▸ **Supplied text**:
--- BEGIN ---
In a recent article in the New York Times, John Broder asks “Why did cap-and-trade die?” and responds that “it was done in by the weak economy, the Wall Street meltdown, determined industry opposition and its own complexity.” Mr. Broder’s analysis is concise and insightful, and I recommend it to readers. But I think there’s one factor that is more important than all those mentioned above in causing cap-and-trade to have changed from politically correct to politically anathema in just nine months. Before turning to that, however, I would like to question the premise of my own essay.
Is Cap-and-Trade Really Dead?
Although cap-and-trade has fallen dramatically in political favor in Washington as the U.S. answer to climate change, this approach to reducing carbon dioxide (CO2) emissions is by no means “dead.”
The evolving Kerry-Graham-Lieberman legislation has a cap-and-trade system at its heart for the electricity-generation sector, with other sectors to be phased in later (and it employs another market-based approach, a series of fuel taxes for the transportation sector linked to the market price for allowances). Of course, due to the evolving political climate, the three Senators will probably not call their system “cap-and-trade,” but will give it some other creative label.
--- END ---
▸ **Dataset content**:
--- BEGIN ---
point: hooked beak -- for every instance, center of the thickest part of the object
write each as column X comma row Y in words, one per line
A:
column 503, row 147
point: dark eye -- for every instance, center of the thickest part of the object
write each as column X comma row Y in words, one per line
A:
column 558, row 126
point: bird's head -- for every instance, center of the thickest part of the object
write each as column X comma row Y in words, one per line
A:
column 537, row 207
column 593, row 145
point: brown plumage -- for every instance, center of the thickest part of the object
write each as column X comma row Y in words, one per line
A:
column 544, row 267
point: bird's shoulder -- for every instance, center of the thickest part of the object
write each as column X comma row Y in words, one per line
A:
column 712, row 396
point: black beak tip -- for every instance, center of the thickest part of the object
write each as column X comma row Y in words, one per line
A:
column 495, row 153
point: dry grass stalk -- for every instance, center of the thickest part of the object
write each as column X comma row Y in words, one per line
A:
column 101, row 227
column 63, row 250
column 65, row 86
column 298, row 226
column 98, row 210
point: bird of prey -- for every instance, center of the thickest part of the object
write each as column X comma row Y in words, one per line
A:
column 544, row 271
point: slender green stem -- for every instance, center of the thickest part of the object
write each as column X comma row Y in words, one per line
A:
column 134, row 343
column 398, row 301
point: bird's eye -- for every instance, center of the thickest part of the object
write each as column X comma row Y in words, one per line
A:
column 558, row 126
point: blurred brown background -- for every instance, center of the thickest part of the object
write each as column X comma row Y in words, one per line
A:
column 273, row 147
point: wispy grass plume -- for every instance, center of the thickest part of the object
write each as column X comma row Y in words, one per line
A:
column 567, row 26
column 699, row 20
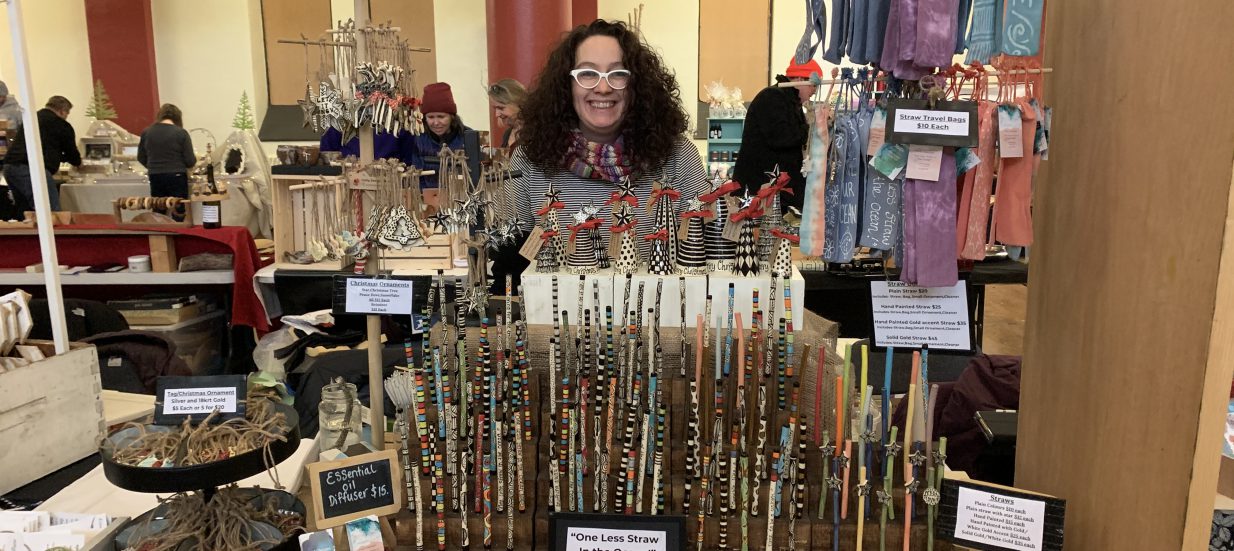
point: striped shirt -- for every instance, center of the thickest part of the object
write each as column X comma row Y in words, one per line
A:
column 526, row 195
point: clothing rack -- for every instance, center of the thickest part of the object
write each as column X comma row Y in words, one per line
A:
column 880, row 79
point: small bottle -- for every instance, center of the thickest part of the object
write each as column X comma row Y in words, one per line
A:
column 211, row 211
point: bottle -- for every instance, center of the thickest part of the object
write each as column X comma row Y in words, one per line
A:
column 211, row 211
column 338, row 416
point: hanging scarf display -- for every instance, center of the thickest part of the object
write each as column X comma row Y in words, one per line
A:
column 597, row 160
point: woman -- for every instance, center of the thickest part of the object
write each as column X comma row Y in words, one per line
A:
column 443, row 128
column 506, row 97
column 165, row 151
column 605, row 109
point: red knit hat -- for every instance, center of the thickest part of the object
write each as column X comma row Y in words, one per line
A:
column 438, row 99
column 795, row 70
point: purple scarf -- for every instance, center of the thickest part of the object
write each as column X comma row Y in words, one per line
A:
column 597, row 160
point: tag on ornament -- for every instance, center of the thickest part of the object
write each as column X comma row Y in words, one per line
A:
column 924, row 162
column 531, row 248
column 877, row 131
column 1011, row 132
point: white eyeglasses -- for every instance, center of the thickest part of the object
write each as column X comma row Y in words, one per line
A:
column 589, row 79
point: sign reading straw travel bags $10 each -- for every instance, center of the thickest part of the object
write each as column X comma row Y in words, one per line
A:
column 949, row 123
column 997, row 518
column 354, row 487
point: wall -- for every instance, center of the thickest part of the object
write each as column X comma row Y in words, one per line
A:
column 207, row 58
column 58, row 51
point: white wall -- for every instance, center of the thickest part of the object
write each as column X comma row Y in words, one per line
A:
column 206, row 58
column 463, row 57
column 58, row 52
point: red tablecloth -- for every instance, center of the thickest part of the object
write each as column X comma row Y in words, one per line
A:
column 93, row 249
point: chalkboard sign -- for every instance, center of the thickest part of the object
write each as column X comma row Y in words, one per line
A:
column 996, row 518
column 356, row 487
column 179, row 398
column 579, row 531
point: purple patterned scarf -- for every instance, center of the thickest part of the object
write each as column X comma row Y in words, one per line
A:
column 597, row 160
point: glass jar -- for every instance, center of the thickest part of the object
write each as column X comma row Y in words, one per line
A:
column 338, row 416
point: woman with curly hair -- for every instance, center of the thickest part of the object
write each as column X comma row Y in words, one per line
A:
column 604, row 109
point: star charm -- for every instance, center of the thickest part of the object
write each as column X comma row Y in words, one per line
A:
column 626, row 187
column 884, row 497
column 834, row 482
column 912, row 486
column 774, row 174
column 553, row 194
column 917, row 459
column 892, row 450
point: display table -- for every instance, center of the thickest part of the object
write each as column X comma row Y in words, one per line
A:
column 88, row 245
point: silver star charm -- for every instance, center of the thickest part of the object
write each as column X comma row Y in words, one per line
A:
column 917, row 459
column 912, row 486
column 834, row 482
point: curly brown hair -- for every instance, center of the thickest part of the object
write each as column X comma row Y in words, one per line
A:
column 654, row 118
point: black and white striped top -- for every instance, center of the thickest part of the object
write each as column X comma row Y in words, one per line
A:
column 526, row 195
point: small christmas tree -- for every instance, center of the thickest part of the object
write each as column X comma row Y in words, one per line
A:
column 100, row 104
column 243, row 120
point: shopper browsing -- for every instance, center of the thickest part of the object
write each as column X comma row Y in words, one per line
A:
column 775, row 134
column 165, row 151
column 443, row 127
column 59, row 146
column 506, row 96
column 605, row 109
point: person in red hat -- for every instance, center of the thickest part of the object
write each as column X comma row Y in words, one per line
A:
column 775, row 133
column 442, row 127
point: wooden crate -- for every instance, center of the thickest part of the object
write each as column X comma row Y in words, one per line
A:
column 294, row 216
column 51, row 414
--- END ---
▸ **Exercise instructions**:
Answer these questions from the essay on cap-and-trade:
1. What four causes does the quoted New York Times article give for the death of cap-and-trade?
2. In how long does the essay say cap-and-trade went from politically correct to politically anathema?
3. In the Kerry-Graham-Lieberman legislation, which sector has a cap-and-trade system at its heart?

▸ **Reply to the task**:
1. The weak economy, the Wall Street meltdown, determined industry opposition, and its own complexity.
2. Nine months.
3. The electricity-generation sector.